== Objetivos ==
A. De acordo com o trecho sobre a entrevista com Nervoso, em que momento e lugar a conversa foi feita?
B. Dê continuidade ao trecho sobre a entrevista com Nervoso, começando logo depois da última frase apresentada.

== Trecho ==
※ ※ ※

Entrevista: Nervoso (2)

Nada no Mundo Capaz de Me Abalar

      A conversa, feita no intervalo de uma apresentação dos Tremendões, em praça aberta no Centro do Rio, acabou sendo longa, e precisando ir ao ar em duas partes. Tão longa que a fita do gravador bateu, e trechos foram perdidos e reconstituídos por memória e telefone, em um processo que se perdeu um pouco da espontaneidade da primeira vez em que se conta uma história, ganhou em revisões e detalhes da segunda vez em que é relatada.
      A resposta sobre a informação como matéria para experiências que viram som encaminha para uma reflexão sobre um momento de decisão, de virada, quando o tal muro de que já tinha falado é finalmente atravessado. Dá pra pensar que uma relação foi desmanchada, e por coincidência, Nervoso está feliz. Uma relação não necessariamente com ninguém, mas de encarar-se no mundo, com o compromisso com os sonhos e os desejos. E uma felicidade difícil, com obstáculos, e pela qual tem-se que brigar. De alguma forma, o Tony Ramos está no meio da história, mas só lendo dá pra entender.

※ ※ ※

== Listagem fornecida ==
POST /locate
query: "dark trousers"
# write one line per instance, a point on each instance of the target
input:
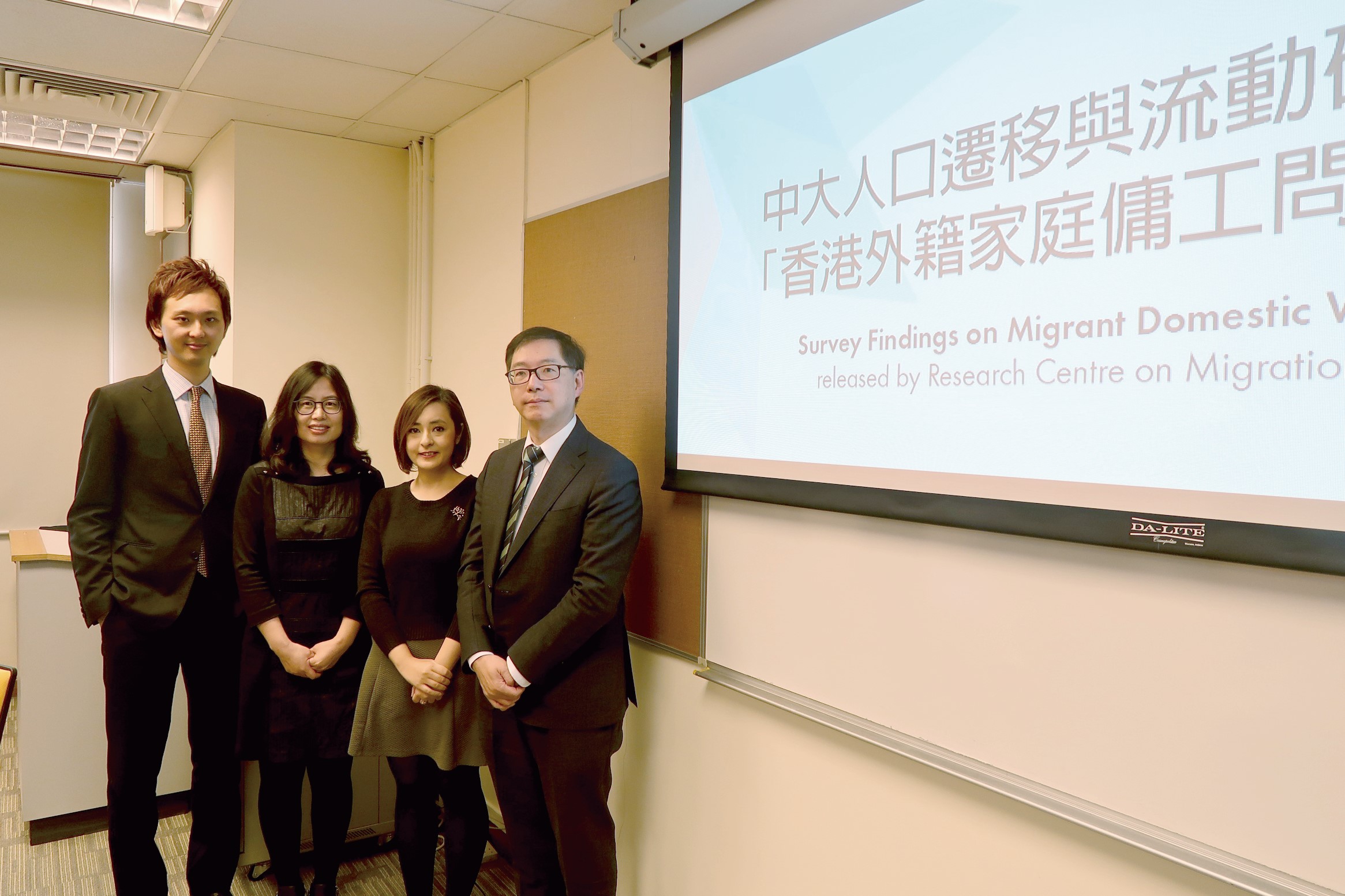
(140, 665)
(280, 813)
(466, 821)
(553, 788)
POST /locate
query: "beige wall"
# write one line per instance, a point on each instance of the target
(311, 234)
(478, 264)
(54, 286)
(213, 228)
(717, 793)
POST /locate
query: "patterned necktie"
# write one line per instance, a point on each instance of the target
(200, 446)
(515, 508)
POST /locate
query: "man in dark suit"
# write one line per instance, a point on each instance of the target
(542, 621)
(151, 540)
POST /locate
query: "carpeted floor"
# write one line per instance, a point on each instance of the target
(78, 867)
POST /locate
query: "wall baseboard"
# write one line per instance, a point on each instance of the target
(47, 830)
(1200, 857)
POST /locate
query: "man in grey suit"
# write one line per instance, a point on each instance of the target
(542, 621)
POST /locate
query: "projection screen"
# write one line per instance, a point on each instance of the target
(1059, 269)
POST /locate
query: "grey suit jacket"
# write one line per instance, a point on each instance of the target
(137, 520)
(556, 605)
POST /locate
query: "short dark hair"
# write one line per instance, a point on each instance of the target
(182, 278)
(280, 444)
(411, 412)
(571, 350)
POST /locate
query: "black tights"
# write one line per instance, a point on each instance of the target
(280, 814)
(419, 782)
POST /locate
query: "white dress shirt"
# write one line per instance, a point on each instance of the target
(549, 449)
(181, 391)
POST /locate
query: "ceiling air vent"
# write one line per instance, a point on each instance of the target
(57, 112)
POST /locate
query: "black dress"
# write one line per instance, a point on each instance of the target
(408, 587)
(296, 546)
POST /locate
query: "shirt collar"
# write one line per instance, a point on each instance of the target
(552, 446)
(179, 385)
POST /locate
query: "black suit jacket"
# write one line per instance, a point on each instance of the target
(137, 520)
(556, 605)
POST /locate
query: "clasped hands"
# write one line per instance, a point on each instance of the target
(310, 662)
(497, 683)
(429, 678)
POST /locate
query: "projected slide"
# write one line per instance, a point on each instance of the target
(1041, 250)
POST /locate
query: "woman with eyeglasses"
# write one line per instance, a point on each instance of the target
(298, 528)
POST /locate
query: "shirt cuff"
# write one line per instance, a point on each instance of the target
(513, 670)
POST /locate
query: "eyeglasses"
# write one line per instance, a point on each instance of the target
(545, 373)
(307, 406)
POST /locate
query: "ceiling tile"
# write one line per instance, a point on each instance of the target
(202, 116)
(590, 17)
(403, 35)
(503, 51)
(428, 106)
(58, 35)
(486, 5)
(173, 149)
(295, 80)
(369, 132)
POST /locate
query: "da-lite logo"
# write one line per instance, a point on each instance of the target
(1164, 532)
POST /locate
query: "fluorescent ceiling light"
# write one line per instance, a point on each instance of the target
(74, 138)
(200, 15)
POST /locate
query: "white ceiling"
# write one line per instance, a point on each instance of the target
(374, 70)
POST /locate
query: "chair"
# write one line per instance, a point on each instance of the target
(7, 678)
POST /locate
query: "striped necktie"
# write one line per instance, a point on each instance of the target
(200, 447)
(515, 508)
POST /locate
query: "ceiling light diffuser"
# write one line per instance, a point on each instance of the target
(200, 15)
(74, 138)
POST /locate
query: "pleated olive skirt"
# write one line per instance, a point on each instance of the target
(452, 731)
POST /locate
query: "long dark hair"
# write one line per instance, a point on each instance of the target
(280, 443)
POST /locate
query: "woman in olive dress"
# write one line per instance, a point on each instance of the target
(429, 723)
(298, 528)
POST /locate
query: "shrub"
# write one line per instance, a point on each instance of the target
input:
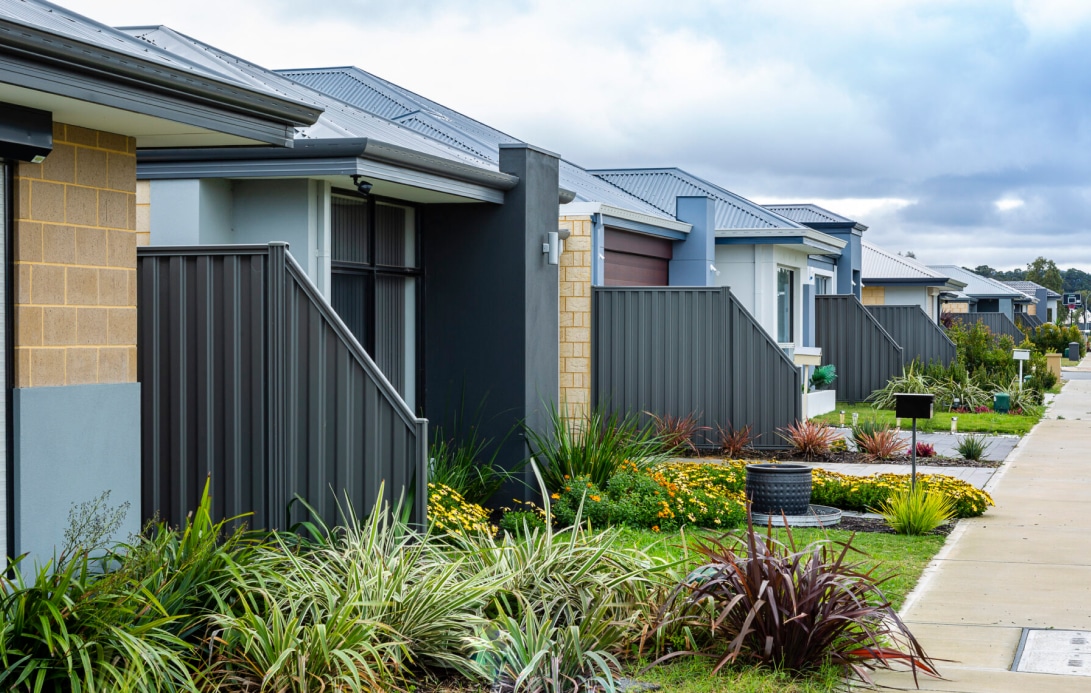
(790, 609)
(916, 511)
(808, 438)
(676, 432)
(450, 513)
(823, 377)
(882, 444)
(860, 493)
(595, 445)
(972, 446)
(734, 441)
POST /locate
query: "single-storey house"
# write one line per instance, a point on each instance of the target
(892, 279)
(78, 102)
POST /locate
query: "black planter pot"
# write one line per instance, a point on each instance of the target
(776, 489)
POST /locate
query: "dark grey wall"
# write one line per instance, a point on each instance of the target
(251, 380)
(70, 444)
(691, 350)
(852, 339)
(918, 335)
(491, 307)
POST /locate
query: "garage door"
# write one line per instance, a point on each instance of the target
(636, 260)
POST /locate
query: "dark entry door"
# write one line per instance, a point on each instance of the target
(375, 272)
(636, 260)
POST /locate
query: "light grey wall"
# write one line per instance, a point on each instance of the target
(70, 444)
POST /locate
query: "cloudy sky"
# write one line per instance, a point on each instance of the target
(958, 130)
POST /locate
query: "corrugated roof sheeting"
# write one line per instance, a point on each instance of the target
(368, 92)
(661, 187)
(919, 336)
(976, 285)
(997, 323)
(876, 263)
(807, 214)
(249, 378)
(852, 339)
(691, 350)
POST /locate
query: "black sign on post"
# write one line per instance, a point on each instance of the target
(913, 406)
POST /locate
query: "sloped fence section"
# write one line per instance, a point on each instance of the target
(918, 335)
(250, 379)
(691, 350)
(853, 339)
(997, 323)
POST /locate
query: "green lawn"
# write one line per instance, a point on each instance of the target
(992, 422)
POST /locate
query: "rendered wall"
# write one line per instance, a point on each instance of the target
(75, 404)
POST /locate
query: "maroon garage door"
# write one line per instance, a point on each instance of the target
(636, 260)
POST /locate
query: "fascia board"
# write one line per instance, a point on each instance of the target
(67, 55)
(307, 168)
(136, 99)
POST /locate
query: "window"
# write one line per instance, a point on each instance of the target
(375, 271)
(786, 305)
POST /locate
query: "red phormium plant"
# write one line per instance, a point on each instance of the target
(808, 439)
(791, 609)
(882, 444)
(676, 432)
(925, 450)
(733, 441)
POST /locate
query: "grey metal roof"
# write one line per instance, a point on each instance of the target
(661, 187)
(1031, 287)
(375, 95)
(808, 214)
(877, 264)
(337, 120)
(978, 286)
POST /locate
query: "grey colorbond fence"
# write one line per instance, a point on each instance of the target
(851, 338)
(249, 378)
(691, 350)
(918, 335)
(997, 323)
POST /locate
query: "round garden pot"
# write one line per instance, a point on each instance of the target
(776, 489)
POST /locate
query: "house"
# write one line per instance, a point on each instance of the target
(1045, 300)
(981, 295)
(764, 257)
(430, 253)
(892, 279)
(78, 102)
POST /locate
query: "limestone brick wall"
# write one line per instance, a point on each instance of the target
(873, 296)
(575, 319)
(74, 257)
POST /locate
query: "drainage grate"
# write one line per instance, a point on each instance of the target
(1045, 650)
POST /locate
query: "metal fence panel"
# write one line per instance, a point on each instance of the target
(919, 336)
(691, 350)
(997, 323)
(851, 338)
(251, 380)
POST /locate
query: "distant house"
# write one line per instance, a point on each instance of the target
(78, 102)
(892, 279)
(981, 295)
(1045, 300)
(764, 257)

※ ※ ※

== Respostas escritas ==
A. No intervalo de uma apresentação dos Tremendões, em praça aberta no Centro do Rio.

B.
      Por fim, a história do Acabou la Tequila, que bem podia ser o autor da ‘It´s the End of the World As We Know It’ que toca agora no meu computador. Isso, se o mundo for aquele meio maluco disputado a idéias por cinco integrantes e mais vários convidados que se conhece. E o fim, aquele que bate com um começo, no que parece não fazer sentido, mas faz sim. Pensa só na tua própria vida, ser humano, e me explica sem gaguejar.
      Mas faz isso depois de ler a entrevista.
      No dia 16 de dezembro, uma semana depois de gravar o clipe de ‘O Percurso’, Nervoso estará com a banda de Calmantes na festa de aniversário do selo midsummermadness. Ao lado, Canastra, Valv, Luísa Mandou um Beijo, Verbase e Incrível Banda de Baile do midsummermadness, no Teatro Odisséia, na Lapa do Rio de Janeiro.


s: E isso de você sempre ter sido um baterista que desce a porrada no instrumento, ter tocado em várias bandas pesadas, e de repente se lançar solo com um ep e um disco tranqüilos, que privilegiam a melodia, com sambinha e iê-iê-iê? Você ouviu muito isso, quis surpreender de propósito?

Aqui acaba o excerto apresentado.